● **Supplied material**:
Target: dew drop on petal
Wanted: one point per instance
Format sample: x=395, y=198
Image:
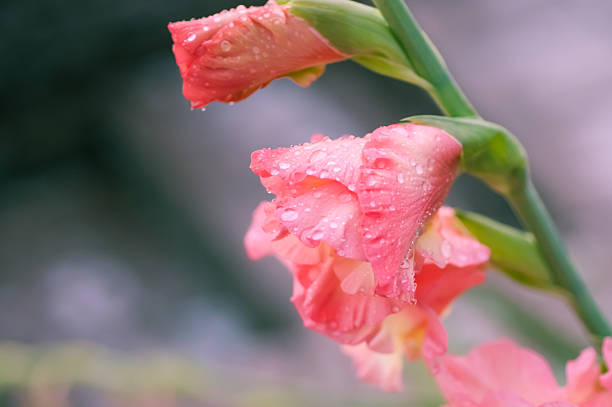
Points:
x=318, y=235
x=289, y=215
x=446, y=249
x=225, y=45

● **What you should do**: Reproduce the entries with "Target" renamed to "Object" and everything else unchanged. Omit the pictures.

● **Worked answer**:
Object: dew drop on petal
Wanted: one point per instance
Format sample: x=395, y=198
Image:
Points:
x=318, y=235
x=289, y=215
x=446, y=249
x=225, y=45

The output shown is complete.